[BRANO DI LETTURA]

________________

Perché il fatto è che il grosso della loro disciplina non ha previsto la
catastrofe in arrivo. Era impossibile prevederla? Balle. Non solo era
prevedibilissima, ma il punto di principio è che una scienza economica che
non sa prevedere è una scienza da poco, quasi da punto.
Science for what? Un sapere «pratico» che consiglia male e che prevede
altrettanto male, produce guai o comunque ci lascia nei guai.
Molti economisti se la cavano scaricando la colpa sul liberismo «selvaggio »
che ha predicato la deregulation, l’abbattimento delle regole. A suo tempo —
e cioè in tempo — scrivevo che se le regole sono malfatte, allora sono
regole da eliminare; ma «sregolare» è solo un rimedio a breve, e un vuoto di
regole non toglie che dobbiamo avere regole. Anzi, oggi, le regole
ridiventano più necessarie che mai. Le banche non sorvegliate sono libere di
fallire a danno dei loro depositanti. Il mercato finanziario è sempre più
infestato da imbroglioni che vanno imbrigliati. L’alternativa non è tra
intervenire o no, ma tra capacità di «buon intervento» o no.

________________

[DATI FORNITI]

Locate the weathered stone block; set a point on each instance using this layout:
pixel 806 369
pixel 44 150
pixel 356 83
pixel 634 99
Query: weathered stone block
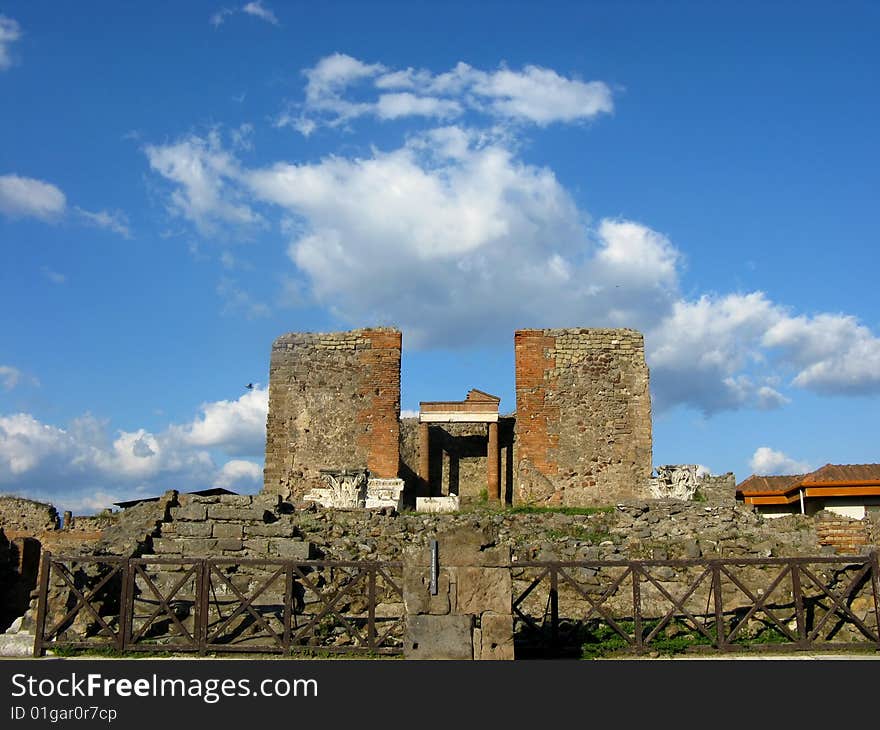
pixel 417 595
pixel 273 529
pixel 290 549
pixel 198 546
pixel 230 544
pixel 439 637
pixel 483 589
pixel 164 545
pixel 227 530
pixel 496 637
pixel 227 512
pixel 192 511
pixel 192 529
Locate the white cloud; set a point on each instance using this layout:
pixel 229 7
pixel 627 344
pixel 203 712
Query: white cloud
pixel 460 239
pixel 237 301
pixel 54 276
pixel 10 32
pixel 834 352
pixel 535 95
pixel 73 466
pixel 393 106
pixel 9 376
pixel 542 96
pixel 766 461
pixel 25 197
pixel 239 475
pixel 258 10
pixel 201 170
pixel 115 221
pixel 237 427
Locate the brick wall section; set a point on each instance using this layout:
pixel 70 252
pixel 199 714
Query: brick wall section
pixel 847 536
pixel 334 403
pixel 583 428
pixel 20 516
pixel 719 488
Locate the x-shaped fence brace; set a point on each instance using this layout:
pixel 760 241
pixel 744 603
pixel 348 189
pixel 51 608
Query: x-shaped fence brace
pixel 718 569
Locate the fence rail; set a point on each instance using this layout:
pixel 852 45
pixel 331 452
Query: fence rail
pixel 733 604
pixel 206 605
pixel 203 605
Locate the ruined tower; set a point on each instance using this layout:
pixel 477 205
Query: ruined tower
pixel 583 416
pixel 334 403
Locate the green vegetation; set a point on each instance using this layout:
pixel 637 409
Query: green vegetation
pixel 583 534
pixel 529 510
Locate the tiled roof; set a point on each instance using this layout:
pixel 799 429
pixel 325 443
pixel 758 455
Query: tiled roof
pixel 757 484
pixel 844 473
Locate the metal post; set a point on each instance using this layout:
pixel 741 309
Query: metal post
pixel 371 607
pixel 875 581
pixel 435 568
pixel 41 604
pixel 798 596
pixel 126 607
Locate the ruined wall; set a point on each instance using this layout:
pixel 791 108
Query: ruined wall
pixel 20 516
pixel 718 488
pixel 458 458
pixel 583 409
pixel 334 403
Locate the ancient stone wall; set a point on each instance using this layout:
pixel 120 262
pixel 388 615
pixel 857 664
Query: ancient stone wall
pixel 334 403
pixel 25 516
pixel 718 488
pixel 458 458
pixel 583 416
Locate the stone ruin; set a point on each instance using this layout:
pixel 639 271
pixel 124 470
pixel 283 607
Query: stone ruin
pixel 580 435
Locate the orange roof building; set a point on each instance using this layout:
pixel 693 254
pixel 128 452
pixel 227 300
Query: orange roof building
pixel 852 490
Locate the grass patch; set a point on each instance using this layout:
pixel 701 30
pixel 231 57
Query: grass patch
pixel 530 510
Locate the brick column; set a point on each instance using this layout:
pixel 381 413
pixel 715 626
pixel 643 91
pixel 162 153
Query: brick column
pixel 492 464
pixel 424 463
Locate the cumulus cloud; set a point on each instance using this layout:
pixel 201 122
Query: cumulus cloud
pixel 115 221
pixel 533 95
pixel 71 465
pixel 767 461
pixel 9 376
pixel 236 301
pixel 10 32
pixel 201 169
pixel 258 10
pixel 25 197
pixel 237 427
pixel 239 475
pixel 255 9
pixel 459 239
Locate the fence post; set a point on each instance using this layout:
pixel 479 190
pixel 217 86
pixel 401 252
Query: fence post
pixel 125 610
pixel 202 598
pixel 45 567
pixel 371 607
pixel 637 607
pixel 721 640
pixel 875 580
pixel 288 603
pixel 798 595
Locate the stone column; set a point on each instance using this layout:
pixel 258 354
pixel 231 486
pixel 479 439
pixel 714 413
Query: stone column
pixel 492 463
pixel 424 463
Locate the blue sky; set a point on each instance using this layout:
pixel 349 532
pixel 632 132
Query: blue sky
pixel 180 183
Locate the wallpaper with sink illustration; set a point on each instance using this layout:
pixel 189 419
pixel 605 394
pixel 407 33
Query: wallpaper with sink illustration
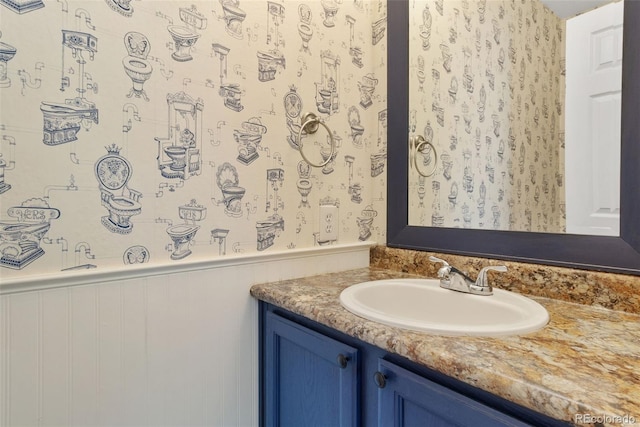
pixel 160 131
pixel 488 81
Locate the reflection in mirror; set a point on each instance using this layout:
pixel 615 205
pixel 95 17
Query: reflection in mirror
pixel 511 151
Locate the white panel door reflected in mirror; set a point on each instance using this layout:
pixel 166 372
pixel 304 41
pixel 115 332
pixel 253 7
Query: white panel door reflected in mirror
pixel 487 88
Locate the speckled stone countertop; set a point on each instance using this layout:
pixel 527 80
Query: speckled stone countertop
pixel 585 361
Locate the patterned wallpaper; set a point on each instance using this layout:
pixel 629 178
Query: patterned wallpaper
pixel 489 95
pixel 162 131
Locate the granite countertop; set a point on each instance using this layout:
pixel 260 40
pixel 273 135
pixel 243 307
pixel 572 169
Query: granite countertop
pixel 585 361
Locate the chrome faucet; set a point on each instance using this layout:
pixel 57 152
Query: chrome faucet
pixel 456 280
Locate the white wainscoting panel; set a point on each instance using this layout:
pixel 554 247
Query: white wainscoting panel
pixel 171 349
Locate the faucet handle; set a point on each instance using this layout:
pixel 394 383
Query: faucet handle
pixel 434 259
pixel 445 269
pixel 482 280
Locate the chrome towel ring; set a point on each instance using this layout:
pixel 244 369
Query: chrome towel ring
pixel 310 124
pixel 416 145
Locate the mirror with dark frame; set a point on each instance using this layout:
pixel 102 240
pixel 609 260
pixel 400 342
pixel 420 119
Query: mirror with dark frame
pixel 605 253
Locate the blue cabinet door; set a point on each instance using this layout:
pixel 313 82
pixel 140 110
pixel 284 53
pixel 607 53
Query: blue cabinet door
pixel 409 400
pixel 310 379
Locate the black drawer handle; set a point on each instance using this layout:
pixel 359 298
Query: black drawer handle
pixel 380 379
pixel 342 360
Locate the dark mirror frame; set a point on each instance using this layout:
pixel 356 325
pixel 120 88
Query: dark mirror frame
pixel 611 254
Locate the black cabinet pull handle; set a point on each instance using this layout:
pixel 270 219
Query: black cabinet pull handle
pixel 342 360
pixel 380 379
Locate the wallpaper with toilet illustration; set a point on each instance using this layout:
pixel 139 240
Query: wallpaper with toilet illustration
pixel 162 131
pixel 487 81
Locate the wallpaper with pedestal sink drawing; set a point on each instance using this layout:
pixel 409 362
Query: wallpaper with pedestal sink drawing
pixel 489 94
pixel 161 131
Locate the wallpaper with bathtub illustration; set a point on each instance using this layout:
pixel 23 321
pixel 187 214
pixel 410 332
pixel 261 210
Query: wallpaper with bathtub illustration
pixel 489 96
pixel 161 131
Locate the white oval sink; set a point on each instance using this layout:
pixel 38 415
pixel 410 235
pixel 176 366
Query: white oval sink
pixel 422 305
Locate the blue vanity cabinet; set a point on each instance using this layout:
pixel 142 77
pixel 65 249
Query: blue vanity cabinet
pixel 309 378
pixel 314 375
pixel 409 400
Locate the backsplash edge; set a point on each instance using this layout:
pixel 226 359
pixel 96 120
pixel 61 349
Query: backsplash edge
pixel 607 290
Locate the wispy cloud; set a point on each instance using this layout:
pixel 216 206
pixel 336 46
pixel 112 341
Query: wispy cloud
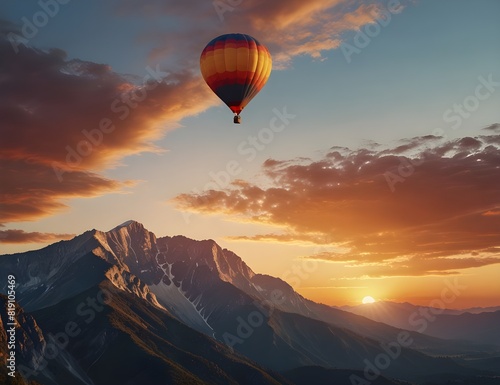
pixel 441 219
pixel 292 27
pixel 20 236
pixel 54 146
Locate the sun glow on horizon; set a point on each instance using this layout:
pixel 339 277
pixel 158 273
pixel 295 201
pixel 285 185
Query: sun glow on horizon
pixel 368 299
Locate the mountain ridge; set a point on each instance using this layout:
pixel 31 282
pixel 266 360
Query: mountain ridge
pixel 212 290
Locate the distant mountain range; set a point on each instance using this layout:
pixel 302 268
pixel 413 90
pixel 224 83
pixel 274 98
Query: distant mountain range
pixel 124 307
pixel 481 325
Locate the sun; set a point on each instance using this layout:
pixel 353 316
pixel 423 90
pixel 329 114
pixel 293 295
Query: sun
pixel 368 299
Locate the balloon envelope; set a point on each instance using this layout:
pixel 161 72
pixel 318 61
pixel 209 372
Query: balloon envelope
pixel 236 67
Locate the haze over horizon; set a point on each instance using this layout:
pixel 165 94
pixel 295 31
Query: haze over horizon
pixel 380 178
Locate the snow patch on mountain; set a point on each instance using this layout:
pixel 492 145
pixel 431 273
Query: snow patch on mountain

________________

[ESERCIZI]
**1.** Spiega in una o due frasi per quale motivo, secondo il brano sugli economisti e la crisi, oggi le regole ridiventano più necessarie che mai.
**2.** Prosegui il brano sugli economisti e la crisi a partire dalla sua ultima frase.

[RISPOSTE SCRITTE]
**1.** Le banche non sorvegliate sono libere di fallire a danno dei loro depositanti. Inoltre il mercato finanziario è sempre più infestato da imbroglioni che vanno imbrigliati.

**2.**
Leggo che le crisi finanziarie sono intrinseche al capitalismo,
che pensare di eliminare il rischio è una sciocchezza e che per ogni regola
esiste un modo di aggirarla. Ma spero proprio che non sia così. Il mercato è
un meccanismo che, per esistere e funzionare, deve essere protetto da leggi
che vietano i monopoli e che puniscono i falsi garantendo la autenticità
delle merci. Addio mercato se io posso impunemente spacciare per oro un
qualsiasi metallo giallo. Così come vanno controllate le medicine e, oramai,
persino la produzione industriale del cibo. Pertanto l’argomento «fatta la
legge trovato l’inganno» è suicida. Né ritengo che i collassi «alla 29»
siano fisiologici. Siccome il sistema di mercato è un automatismo che
procede per auto-correzione, è normale che il suo andamento sia ciclico e
che includa recessioni. Ma se un sistema di mercato che si auto-distrugge
facendo collassare tutto il sistema economico fosse «normale», allora siamo
al cospetto di un sistema mal congegnato.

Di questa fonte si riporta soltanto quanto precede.